# Written exercise
Please render the data from the line containing "finds the shower" through the last line of the data as a Markdown table with the columns Row and Line, one numbered row per line. Leave out blank lines.

# Records provided
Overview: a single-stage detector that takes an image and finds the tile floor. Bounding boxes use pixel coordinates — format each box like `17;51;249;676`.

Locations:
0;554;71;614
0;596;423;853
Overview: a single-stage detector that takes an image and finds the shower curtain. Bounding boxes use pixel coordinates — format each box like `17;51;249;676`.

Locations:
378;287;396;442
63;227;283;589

# Response to the task
| Row | Line |
|---|---|
| 1 | Overview: a single-stage detector that takes an image and finds the shower curtain. Bounding boxes use pixel coordinates — format each box like `17;51;249;676`. |
| 2 | Locations: |
| 3 | 378;287;396;442 |
| 4 | 63;227;283;589 |